What the task requires
Put every line of the data below into a Markdown table with the columns Row and Line, numbering each row and skipping blank lines.

Data items:
....................
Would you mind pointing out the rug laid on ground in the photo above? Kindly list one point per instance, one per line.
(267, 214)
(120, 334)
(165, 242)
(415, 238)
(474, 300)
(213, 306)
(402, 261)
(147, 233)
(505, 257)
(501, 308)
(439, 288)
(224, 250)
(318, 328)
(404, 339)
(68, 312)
....................
Solution
| Row | Line |
|---|---|
| 1 | Would you mind pointing out the rug laid on ground in the photo above? Kindly list one point per instance, one per line. |
| 2 | (267, 214) |
| 3 | (120, 334) |
| 4 | (165, 242) |
| 5 | (415, 238) |
| 6 | (474, 300) |
| 7 | (213, 306) |
| 8 | (402, 261) |
| 9 | (147, 233) |
| 10 | (505, 257) |
| 11 | (501, 308) |
| 12 | (439, 288) |
| 13 | (224, 250) |
| 14 | (318, 328) |
| 15 | (404, 339) |
| 16 | (68, 312) |